I would like every line of the records below that contains the word "ring" copied.

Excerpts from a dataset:
══════════

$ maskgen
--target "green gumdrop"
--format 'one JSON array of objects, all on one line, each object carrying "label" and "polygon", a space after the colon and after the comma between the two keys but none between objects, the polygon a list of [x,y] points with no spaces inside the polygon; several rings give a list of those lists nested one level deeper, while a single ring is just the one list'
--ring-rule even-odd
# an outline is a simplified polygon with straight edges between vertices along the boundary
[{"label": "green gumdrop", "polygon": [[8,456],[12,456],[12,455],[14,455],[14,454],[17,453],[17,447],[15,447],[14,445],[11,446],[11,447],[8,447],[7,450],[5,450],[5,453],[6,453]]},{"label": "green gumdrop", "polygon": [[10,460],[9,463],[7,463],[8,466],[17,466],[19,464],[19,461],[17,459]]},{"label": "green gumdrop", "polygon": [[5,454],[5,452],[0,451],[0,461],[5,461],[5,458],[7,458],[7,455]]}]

══════════

◆ Solution to the problem ◆
--format 'one JSON array of objects, all on one line, each object carrying "label" and "polygon", a space after the colon and after the comma between the two keys but none between objects, the polygon a list of [x,y] points with no spaces inside the polygon; several rings give a list of those lists nested one level deeper, while a single ring is just the one list'
--ring-rule even-odd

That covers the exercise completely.